▶ Given exercise
Find each line in the records below that contains the string "dark" with matching case, and copy every such line.

___ Records

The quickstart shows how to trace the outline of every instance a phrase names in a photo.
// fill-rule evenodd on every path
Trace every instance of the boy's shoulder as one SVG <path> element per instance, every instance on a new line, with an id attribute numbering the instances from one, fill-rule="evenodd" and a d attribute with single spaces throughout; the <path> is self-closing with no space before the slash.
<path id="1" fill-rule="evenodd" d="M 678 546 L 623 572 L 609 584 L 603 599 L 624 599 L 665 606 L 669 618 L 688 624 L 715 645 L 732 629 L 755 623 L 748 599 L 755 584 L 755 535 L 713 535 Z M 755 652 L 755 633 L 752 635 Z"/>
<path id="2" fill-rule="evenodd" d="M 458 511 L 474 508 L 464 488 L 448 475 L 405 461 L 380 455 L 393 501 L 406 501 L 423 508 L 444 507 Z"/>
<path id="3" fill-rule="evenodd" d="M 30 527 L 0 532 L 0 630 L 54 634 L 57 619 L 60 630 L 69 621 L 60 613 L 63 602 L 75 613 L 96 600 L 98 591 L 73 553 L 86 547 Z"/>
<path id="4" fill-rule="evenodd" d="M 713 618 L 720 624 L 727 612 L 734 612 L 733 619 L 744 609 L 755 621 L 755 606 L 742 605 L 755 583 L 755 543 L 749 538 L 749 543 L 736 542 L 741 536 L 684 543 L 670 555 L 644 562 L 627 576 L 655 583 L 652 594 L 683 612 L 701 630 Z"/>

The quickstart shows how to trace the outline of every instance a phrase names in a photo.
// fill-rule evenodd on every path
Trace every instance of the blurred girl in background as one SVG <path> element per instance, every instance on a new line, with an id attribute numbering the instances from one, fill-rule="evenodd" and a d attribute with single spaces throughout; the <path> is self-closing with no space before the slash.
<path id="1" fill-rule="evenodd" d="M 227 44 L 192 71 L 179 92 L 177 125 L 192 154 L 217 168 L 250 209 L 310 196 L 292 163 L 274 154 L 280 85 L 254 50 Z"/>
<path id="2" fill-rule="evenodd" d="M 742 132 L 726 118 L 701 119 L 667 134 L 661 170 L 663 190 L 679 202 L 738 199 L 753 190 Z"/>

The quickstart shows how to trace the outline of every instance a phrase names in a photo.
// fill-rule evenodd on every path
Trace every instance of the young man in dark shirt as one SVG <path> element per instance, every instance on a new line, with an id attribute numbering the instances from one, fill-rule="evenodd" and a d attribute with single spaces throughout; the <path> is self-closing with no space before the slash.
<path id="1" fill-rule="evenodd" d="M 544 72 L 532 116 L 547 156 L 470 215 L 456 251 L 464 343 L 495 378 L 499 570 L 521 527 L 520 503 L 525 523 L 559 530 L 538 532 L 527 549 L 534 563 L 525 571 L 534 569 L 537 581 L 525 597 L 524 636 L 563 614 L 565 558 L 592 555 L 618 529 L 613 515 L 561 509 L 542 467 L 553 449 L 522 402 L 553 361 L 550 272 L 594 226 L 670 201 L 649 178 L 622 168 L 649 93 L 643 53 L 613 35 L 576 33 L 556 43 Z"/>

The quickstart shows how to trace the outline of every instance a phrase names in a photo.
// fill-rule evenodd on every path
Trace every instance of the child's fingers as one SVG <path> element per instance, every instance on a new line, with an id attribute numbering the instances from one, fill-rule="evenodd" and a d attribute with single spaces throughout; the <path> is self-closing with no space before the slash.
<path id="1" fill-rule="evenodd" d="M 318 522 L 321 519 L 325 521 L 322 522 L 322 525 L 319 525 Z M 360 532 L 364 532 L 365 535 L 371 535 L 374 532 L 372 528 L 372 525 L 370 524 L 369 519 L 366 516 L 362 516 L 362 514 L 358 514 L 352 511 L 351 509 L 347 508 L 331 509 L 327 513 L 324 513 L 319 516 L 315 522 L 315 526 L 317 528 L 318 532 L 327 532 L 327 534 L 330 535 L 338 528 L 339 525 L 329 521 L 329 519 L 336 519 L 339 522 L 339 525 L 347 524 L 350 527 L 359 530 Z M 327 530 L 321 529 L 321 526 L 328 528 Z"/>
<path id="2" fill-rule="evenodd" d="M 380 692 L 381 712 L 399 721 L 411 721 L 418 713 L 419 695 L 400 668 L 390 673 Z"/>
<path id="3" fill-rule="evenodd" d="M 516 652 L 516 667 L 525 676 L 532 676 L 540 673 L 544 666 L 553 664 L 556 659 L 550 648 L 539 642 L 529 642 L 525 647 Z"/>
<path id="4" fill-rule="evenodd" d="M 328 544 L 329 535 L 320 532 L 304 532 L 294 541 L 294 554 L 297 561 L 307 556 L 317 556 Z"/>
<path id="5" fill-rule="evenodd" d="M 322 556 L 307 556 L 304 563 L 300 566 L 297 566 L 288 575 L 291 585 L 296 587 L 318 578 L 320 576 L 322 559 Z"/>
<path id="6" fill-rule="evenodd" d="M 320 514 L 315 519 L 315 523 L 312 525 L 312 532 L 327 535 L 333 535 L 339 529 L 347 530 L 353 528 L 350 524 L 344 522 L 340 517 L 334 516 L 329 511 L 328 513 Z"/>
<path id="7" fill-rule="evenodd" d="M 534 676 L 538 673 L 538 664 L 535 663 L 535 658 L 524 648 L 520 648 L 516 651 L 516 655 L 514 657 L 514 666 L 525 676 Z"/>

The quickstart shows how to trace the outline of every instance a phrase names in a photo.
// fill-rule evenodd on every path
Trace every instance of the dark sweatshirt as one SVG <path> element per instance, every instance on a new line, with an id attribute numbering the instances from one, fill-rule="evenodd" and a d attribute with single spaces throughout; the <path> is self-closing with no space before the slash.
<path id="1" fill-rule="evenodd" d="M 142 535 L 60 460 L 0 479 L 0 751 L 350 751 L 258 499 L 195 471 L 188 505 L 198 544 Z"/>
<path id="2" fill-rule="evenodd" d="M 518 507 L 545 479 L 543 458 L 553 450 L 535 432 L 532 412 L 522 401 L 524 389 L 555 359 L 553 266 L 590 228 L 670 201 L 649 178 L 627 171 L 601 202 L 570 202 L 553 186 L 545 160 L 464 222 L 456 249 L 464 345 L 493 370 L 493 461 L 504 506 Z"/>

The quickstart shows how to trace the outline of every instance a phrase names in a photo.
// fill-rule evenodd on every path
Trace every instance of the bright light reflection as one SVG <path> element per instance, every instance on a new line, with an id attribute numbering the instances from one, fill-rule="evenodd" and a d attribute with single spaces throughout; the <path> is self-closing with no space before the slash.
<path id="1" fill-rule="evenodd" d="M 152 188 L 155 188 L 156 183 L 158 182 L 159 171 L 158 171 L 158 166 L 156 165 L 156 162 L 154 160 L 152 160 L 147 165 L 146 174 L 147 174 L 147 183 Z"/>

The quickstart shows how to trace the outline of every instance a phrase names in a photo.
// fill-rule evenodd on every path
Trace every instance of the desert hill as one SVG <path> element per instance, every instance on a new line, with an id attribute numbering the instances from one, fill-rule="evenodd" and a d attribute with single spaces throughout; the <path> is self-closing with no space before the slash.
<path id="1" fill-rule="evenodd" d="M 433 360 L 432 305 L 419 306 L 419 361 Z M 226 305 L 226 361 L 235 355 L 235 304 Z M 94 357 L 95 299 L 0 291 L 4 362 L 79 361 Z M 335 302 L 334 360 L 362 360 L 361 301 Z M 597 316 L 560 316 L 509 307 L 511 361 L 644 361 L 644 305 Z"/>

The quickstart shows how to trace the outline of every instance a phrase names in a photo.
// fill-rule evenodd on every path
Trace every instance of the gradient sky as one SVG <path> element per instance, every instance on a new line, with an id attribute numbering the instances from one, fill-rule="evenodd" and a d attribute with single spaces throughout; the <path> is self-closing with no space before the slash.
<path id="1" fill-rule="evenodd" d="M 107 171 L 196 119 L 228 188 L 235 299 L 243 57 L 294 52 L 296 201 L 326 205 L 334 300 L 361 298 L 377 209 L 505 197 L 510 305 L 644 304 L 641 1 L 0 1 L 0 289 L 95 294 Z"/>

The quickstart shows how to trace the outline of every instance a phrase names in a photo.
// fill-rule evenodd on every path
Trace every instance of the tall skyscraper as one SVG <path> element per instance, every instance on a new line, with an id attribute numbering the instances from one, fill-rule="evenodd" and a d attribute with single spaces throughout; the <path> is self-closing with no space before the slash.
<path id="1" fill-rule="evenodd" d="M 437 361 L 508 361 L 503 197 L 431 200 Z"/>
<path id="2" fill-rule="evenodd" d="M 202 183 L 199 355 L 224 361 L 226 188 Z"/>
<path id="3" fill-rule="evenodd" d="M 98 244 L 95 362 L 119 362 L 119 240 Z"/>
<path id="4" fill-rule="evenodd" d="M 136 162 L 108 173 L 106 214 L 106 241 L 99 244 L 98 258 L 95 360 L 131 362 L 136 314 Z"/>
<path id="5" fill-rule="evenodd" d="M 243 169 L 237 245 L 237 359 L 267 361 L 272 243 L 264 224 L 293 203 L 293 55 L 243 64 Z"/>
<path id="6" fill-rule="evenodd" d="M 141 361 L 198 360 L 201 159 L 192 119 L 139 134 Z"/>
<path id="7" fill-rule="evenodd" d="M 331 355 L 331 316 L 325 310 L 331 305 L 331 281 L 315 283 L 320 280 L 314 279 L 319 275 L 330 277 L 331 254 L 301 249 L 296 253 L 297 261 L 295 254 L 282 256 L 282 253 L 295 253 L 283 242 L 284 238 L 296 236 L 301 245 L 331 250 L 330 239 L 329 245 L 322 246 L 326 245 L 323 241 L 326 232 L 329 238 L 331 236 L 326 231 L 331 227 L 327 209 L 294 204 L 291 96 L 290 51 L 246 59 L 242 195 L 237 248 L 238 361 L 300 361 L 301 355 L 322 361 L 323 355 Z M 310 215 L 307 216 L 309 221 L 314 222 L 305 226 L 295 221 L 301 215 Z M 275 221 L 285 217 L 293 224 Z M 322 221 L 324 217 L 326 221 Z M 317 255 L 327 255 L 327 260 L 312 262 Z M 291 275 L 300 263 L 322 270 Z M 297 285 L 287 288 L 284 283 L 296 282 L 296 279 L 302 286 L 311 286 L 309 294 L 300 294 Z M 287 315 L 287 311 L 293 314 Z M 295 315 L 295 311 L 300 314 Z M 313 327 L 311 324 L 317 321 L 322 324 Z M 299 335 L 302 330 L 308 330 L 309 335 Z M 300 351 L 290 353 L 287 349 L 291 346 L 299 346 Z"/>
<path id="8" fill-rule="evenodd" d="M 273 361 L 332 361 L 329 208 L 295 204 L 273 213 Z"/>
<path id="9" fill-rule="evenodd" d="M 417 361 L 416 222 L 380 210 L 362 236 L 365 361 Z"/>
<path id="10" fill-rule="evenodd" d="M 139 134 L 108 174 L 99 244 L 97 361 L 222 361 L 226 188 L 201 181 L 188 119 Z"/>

______

▶ Full solution
Trace every instance of the young man in dark shirt as one SVG <path> element per instance, every instance on a new line, with an id attribute numbering the instances from one, fill-rule="evenodd" and a d attribute with single spaces throughout; the <path> is self-closing with no space before the slash.
Trace every instance of the dark sweatshirt as one SVG <path> element per instance, every instance on a new line, with an id attribute numbering the instances from one, fill-rule="evenodd" and a d attribute with single spaces throughout; the <path> is self-closing with no space before the slash.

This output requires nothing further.